Whenever a line in the entries below contains "dome", copy that line.

..........

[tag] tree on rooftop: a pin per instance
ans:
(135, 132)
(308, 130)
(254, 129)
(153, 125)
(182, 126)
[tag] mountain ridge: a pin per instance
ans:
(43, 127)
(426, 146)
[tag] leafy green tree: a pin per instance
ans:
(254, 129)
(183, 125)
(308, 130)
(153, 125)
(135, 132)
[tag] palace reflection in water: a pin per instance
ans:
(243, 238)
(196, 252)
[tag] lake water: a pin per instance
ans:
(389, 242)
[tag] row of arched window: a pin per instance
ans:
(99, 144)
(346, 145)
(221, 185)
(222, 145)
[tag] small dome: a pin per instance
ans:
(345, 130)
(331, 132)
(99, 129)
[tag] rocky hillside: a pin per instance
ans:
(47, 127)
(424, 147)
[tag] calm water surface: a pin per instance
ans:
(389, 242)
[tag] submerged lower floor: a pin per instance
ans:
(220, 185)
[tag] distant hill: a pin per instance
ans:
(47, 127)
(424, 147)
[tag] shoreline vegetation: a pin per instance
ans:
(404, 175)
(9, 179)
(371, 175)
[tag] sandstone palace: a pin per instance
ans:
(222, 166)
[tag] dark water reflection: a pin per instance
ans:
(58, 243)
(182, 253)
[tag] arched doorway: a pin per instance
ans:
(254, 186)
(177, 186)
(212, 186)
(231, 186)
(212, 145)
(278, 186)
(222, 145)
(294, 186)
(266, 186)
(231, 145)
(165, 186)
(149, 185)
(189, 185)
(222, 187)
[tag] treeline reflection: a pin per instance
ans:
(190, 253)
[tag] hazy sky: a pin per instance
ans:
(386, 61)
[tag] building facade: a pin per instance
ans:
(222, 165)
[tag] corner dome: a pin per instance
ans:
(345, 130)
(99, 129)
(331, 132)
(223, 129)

..........

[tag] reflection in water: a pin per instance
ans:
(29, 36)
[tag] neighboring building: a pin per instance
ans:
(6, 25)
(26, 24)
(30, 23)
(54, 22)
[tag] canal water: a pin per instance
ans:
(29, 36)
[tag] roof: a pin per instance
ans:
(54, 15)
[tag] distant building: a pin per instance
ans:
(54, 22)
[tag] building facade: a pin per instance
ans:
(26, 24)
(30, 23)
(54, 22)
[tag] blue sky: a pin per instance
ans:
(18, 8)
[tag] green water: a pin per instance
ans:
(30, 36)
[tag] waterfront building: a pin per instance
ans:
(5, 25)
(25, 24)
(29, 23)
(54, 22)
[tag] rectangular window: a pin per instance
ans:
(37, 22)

..........

> **TASK OUTPUT**:
[tag] small dome: a pin per instance
[tag] corner dome: a pin per instance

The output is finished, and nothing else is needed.